What this task involves:
Could you rewrite the U.S. Open article from "New York — Serena" to "75 minutes Sunday.", putting "longtime friend" in place of "good friend"?

Document excerpt:
--- START ---

New York — Serena Williams ended a difficult-for-her Grand Slam season in the best way possible, winning her third consecutive U.S. Open championship and 18th major title overall.
And like each of her matches at Flushing Meadows the past two weeks, the final wasn’t close at all – a 6-3, 6-3 victory over good friend Caroline Wozniacki that lasted only 75 minutes Sunday.
Williams equaled Chris Evert and Martina Navratilova with 18 Grand Slam singles titles, fourth most in history. Williams also matched Evert’s total of six championships at the U.S. Open and became the first woman to win three in a row since Evert’s four-title run from 1975-78.
Not only did Williams, ranked and seeded No. 1, win all 14 sets she played in the tournament, she didn’t lose more than three games in any of them.
When the final ended, Williams dropped to her back behind the baseline, covering her face with her hands. Her first major trophy also came in New York, in 1999, when she was 17.
“It is a pleasure for me to win my first Grand Slam here and then this No. 18,” Williams said, her voice choking. “So I’m really emotional. I couldn’t ask to do it at a better place.”
Evert and Navratilova joined her on court during the trophy and check ceremony.
Williams also has won five titles apiece at Wimbledon and the Australian Open, plus two at the French Open. Only three players have more Slams to their credit: Margaret Court with 24, Steffi Graf with 22, and Helen Wills Moody with 19.
Until the U.S. Open, though, Williams had not been at her best on her sport’s biggest stages in 2014. She lost in the fourth round at the Australian Open, the second round at the French Open and the third round at Wimbledon, where a disoriented Williams also struggled through an odd appearance in doubles that was attributed to a viral illness.

--- END ---

Study material:

--- START ---

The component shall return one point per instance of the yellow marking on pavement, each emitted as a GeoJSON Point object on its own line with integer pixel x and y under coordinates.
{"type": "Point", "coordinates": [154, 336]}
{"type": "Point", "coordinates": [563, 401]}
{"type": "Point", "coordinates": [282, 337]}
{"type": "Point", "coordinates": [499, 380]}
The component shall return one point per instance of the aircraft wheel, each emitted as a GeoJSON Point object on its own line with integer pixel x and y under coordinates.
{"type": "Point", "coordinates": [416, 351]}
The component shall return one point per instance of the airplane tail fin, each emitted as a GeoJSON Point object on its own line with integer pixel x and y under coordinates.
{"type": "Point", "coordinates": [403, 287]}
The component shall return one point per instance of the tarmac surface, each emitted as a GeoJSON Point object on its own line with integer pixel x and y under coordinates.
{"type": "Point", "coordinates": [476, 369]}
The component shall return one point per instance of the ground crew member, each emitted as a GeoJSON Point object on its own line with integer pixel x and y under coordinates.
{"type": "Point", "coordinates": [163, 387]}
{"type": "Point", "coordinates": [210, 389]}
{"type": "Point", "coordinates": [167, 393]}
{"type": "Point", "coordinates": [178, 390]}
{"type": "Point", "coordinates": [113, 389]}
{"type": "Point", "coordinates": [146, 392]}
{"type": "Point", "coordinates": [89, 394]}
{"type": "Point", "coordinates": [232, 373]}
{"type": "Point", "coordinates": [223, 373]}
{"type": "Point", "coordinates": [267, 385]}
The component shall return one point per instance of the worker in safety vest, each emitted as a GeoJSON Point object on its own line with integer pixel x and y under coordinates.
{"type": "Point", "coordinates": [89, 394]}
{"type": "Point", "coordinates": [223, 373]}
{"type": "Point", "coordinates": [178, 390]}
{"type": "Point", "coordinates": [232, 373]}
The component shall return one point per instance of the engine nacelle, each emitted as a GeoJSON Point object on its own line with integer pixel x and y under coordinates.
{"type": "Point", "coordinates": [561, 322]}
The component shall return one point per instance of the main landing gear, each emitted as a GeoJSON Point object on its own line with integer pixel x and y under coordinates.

--- END ---

Answer:
New York — Serena Williams ended a difficult-for-her Grand Slam season in the best way possible, winning her third consecutive U.S. Open championship and 18th major title overall.
And like each of her matches at Flushing Meadows the past two weeks, the final wasn’t close at all – a 6-3, 6-3 victory over longtime friend Caroline Wozniacki that lasted only 75 minutes Sunday.